Task to complete -
Extract every line below that contains the word "coordinates".
=======
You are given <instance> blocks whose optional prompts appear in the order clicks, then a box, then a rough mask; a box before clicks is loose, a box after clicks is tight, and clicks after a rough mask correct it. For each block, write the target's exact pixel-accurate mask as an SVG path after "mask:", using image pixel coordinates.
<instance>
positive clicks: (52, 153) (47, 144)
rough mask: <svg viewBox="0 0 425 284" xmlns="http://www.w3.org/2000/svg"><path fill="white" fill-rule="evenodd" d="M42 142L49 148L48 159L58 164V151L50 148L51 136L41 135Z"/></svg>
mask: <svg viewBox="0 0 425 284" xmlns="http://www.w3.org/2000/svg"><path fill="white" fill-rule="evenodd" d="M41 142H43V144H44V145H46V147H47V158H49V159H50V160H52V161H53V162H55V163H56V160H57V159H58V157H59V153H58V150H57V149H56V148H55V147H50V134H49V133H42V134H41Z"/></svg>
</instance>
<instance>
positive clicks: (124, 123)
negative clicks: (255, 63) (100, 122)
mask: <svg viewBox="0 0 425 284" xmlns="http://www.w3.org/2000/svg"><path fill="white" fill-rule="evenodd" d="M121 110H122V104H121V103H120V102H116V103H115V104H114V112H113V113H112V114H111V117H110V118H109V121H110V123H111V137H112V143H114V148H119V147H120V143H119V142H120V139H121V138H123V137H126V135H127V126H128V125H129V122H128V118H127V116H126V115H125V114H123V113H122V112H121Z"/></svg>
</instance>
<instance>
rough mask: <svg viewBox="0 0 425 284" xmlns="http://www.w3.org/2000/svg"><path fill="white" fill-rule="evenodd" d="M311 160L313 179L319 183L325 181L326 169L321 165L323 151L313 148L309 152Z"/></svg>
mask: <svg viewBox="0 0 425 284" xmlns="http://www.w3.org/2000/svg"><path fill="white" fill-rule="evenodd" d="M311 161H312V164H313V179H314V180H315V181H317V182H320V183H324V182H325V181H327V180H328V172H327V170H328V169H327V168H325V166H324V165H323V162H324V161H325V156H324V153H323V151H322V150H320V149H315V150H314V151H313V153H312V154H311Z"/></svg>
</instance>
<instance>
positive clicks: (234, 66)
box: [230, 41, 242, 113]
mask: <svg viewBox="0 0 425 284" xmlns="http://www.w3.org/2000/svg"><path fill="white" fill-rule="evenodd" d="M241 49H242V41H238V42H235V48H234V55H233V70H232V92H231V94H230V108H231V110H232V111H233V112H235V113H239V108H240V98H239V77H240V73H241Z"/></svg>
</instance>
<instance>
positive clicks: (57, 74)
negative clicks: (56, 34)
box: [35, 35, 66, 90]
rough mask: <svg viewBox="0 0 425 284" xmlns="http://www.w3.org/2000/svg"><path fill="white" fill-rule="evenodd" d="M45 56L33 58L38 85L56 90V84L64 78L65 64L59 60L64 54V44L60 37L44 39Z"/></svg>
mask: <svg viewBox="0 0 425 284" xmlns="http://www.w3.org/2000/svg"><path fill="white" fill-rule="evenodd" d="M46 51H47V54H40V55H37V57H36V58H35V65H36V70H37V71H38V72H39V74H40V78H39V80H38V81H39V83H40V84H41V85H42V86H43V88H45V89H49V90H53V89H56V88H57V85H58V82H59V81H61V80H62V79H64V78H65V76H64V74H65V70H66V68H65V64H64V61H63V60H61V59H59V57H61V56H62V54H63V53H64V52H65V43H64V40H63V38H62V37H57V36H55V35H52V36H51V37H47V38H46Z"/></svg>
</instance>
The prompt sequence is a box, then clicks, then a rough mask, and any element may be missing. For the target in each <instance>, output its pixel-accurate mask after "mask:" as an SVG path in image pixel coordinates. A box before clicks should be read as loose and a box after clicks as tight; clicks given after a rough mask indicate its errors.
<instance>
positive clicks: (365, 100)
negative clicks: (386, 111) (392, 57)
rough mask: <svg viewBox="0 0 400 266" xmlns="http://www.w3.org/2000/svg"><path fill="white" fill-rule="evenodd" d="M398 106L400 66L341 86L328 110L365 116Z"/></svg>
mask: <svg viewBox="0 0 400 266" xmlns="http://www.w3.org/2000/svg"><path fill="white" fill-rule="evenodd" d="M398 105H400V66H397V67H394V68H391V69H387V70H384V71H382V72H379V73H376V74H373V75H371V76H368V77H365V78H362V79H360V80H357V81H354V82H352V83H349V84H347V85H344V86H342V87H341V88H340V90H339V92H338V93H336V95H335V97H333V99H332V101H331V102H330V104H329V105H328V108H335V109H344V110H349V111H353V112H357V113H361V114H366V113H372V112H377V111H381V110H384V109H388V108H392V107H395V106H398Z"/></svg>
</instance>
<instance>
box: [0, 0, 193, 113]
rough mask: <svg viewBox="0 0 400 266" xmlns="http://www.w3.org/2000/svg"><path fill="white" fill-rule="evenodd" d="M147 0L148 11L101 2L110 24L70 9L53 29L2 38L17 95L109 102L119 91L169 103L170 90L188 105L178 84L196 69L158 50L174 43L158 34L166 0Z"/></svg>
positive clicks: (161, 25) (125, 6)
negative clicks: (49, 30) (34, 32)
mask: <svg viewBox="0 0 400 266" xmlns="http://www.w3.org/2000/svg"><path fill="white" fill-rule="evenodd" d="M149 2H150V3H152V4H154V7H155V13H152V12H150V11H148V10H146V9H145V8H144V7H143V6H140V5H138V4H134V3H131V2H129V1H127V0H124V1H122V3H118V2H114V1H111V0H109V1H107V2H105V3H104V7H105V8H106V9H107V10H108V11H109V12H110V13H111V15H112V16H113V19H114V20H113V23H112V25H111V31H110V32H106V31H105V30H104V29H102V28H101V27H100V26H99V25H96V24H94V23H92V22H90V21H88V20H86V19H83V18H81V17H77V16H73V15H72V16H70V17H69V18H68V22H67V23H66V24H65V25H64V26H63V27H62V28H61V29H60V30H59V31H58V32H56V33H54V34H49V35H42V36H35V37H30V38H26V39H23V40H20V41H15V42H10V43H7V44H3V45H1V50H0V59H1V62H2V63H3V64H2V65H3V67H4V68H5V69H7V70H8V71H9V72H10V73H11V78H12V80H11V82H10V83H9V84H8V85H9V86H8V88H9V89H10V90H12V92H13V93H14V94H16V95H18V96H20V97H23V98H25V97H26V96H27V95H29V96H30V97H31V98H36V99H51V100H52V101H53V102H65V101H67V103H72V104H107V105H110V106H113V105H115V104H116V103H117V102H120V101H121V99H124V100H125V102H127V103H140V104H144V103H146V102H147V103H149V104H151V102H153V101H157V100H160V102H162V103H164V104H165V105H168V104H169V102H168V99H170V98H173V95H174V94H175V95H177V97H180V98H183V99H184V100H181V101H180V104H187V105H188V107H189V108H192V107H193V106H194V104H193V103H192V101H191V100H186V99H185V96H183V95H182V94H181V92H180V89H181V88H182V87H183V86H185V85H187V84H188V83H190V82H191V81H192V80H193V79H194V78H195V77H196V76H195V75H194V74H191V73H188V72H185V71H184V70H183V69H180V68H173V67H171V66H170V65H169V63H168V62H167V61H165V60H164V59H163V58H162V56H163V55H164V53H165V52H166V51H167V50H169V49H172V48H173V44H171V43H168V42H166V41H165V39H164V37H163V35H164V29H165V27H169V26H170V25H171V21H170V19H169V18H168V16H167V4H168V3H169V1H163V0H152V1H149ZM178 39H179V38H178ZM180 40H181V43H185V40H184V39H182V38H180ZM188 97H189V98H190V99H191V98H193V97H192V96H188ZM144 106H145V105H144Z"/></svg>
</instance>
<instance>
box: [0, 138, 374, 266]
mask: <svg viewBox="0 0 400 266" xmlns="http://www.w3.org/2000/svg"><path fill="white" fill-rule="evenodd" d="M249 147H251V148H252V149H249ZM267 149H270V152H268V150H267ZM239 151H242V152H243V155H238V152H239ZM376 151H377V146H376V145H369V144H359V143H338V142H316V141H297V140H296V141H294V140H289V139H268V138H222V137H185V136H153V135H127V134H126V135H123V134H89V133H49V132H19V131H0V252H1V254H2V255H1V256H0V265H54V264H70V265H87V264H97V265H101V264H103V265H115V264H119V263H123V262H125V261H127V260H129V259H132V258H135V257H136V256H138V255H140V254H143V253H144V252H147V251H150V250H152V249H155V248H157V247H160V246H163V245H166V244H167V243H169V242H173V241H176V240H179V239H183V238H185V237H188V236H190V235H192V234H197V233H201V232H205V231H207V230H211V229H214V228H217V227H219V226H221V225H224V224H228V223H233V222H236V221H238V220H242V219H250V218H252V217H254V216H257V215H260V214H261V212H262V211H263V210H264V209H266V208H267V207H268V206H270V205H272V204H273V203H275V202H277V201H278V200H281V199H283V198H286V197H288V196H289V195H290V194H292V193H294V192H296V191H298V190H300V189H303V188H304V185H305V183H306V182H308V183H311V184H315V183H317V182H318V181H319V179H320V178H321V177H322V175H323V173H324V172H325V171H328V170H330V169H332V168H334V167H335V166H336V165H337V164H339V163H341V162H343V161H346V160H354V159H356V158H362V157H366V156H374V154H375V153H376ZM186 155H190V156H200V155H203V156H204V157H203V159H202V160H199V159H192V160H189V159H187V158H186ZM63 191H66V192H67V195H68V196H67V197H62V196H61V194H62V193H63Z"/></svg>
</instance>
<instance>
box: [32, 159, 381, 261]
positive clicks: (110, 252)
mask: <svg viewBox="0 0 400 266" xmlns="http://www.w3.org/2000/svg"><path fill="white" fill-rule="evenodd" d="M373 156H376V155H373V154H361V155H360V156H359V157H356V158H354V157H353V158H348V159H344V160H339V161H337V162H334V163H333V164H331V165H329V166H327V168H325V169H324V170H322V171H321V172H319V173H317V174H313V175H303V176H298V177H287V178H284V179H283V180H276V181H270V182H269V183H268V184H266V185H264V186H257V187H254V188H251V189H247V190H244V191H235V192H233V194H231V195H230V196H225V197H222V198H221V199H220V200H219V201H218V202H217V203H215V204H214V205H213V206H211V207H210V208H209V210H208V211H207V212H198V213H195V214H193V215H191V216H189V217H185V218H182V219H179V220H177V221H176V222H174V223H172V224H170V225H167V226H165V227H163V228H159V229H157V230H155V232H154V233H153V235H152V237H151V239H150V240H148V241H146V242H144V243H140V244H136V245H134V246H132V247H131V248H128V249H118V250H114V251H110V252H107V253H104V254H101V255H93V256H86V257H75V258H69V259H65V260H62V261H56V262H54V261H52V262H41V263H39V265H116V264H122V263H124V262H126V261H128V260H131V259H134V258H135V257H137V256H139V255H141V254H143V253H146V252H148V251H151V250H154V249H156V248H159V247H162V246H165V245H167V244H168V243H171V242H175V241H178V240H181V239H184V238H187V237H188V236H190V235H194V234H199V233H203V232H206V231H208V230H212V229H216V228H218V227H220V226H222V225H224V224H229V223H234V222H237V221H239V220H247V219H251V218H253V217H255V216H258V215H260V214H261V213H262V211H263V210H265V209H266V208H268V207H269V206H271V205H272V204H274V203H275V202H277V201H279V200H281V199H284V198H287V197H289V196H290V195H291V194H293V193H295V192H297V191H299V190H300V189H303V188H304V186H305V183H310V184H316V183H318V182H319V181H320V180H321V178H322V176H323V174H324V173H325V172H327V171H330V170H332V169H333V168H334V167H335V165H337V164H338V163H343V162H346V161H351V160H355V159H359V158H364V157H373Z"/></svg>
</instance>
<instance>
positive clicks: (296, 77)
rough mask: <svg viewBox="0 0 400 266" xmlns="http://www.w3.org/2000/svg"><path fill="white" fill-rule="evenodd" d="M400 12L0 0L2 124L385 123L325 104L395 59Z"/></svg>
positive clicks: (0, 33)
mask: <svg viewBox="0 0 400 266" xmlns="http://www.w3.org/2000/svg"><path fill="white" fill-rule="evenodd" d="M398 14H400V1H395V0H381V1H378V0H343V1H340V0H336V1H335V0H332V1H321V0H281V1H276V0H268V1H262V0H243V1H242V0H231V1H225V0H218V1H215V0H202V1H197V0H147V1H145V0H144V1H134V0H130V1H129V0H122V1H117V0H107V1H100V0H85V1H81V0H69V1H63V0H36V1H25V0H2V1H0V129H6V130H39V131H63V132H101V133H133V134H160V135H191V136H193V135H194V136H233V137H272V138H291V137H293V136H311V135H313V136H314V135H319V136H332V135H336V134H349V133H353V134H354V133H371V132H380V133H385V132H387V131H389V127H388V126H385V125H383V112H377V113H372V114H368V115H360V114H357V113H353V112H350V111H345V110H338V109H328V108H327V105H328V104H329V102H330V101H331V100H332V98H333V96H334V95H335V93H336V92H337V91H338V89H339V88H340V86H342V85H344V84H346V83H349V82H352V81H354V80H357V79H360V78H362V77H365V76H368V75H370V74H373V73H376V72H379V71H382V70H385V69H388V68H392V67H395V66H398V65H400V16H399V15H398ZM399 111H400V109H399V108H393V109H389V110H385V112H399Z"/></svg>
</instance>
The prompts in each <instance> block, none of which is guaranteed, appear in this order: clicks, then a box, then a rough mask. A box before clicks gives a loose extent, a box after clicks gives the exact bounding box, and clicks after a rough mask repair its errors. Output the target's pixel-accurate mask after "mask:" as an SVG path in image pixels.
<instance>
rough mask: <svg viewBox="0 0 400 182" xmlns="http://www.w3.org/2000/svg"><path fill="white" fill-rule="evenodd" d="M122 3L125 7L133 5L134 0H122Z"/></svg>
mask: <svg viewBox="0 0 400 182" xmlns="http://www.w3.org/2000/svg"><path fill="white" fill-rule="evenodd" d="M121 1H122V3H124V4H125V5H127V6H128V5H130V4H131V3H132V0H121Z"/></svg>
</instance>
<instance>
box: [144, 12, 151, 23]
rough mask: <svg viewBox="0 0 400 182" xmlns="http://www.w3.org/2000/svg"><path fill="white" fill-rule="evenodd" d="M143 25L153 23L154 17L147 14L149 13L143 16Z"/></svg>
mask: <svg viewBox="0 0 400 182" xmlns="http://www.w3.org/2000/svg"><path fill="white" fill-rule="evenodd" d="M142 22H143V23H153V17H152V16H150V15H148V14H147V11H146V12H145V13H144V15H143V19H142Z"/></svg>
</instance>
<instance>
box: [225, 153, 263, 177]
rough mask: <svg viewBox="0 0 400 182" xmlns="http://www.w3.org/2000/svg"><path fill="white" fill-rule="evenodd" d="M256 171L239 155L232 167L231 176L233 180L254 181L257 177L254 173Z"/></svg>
=======
Answer to the problem -
You are given <instance> blocks whose optional prompts appear in the order clicks, then a box, then a rough mask; a box before clicks is loose, a box after clicks is tight, and clicks after a rough mask correct it. For each block, write the target's exact pixel-accurate mask as an SVG path after "mask:", using image pixel coordinates.
The prompt sequence is a box, then clicks, then a rough mask, and any element may be missing. For the target in each <instance>, output its pixel-accurate mask after "mask:" as an SVG path in image pixel coordinates. A box before clicks should be read as loose and a box after clicks as tight; clicks given after a rough mask indicate its errors.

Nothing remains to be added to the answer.